» **ABOUT THIS TASK**
Copy each line from the data that has the word "record" in it.

» **TASK DATA**
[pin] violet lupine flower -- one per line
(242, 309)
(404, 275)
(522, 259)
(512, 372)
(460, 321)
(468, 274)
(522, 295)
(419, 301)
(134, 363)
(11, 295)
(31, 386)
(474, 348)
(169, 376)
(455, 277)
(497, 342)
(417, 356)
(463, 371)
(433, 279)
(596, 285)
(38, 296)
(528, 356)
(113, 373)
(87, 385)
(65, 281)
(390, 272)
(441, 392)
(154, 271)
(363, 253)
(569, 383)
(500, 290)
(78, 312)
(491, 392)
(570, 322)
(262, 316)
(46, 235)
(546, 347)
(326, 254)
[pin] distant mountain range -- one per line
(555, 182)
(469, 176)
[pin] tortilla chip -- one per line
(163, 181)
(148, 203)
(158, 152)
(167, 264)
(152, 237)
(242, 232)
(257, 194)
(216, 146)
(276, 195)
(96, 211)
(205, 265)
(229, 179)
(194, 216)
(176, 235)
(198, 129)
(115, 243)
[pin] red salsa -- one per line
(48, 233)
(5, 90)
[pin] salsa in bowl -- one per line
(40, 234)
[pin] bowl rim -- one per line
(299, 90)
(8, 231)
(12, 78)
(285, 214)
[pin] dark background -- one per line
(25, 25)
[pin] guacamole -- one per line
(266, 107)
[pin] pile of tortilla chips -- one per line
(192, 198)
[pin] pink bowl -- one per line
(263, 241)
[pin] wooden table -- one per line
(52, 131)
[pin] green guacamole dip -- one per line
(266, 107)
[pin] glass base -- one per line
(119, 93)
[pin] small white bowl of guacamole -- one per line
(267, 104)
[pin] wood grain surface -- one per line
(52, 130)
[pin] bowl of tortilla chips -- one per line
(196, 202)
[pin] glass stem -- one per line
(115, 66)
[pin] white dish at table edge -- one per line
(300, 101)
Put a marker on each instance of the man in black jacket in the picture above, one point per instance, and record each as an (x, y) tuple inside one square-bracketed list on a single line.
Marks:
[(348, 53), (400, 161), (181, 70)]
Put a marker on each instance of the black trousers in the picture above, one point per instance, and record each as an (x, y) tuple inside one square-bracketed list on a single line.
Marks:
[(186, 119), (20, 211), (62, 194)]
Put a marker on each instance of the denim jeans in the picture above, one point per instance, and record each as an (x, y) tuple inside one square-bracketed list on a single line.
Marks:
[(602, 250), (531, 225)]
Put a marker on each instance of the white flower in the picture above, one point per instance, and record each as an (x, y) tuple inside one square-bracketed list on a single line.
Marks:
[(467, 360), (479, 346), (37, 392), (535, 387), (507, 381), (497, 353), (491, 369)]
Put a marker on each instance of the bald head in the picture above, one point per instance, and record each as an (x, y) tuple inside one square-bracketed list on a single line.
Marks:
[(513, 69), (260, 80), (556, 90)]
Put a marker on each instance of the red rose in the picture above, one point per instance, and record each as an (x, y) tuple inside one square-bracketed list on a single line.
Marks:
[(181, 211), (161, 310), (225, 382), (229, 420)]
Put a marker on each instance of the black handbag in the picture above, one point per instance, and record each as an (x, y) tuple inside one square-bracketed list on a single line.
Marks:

» **RESPONSE TO THIS EXERCISE**
Put a marker on each instance of the man in black jacket in the picture above, one point per instance, and record each as an (x, y) tuple inside one square-bracketed list on a single line.
Put a marker on each instance of the black trousers in the picture above, one point per instance, and record each as an (x, y) tuple inside one square-bracketed list on a single line.
Put a marker on each instance of the denim jeans in the picture above, one point per instance, and record each as an (x, y) tuple inside one square-bracketed list on a single line.
Put a marker on each instance of the white flower in the picture above, one point per instance, and record each as an (x, y) tuple inside one square-bracketed list on a single line.
Put a marker on each instance of the bald head in the picture above, one point per instance, and record each as an (x, y) tuple inside one square-bracketed list on a single line.
Put a marker on each instance of the red rose in the picture above, one point per instance, and record each as an (x, y) tuple inside one square-bracketed list on a single line.
Put a marker on each instance of the black handbag in the picture above, one point per instance, and record each as an (x, y) tuple inside one square-bracketed list on a single line.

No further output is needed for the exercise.